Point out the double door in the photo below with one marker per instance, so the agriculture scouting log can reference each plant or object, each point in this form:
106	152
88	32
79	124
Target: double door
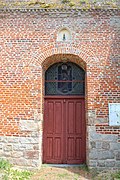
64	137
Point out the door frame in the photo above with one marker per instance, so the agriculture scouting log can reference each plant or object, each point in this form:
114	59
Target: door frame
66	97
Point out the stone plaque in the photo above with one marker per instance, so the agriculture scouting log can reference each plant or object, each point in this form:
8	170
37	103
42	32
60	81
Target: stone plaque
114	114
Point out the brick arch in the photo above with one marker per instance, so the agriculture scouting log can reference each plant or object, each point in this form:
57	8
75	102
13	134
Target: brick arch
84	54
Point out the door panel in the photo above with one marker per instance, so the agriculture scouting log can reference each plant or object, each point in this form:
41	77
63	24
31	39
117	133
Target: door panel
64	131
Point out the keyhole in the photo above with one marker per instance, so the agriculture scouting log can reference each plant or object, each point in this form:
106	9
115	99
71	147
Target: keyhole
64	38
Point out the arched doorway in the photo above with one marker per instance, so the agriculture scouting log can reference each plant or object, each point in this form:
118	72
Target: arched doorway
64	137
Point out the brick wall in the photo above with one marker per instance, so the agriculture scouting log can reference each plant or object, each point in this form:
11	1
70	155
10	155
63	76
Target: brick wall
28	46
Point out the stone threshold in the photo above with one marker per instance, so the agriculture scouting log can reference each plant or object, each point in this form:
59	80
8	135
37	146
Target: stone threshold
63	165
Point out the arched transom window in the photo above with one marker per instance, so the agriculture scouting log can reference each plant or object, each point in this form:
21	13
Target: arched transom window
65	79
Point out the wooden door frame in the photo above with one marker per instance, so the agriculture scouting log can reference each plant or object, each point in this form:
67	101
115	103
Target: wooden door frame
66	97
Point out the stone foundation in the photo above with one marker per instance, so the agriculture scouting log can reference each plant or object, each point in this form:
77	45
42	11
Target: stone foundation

--

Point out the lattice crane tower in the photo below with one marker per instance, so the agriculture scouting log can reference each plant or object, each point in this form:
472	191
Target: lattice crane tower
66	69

==

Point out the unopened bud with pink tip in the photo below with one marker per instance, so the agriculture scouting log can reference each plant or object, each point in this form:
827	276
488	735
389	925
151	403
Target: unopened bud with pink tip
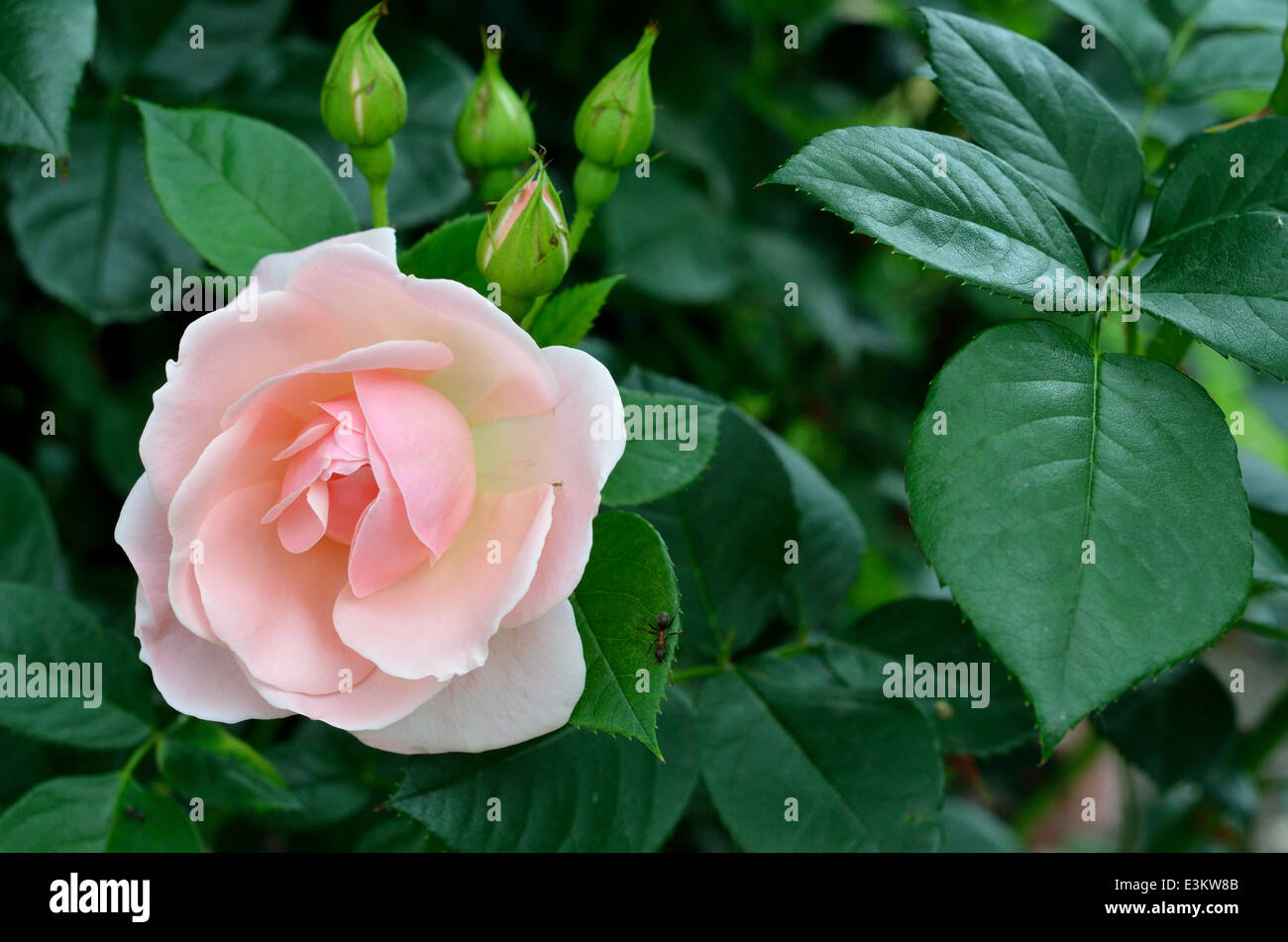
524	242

WHAT NEEDS TO BE DONE:
Return all lines above that mention the word "foundation".

WRITTEN SOLUTION:
Point out the stone foundation in the photo above with one marker per instance, so the agriculture scouting log can reference each plant or object, each point in this form:
Target: stone foundation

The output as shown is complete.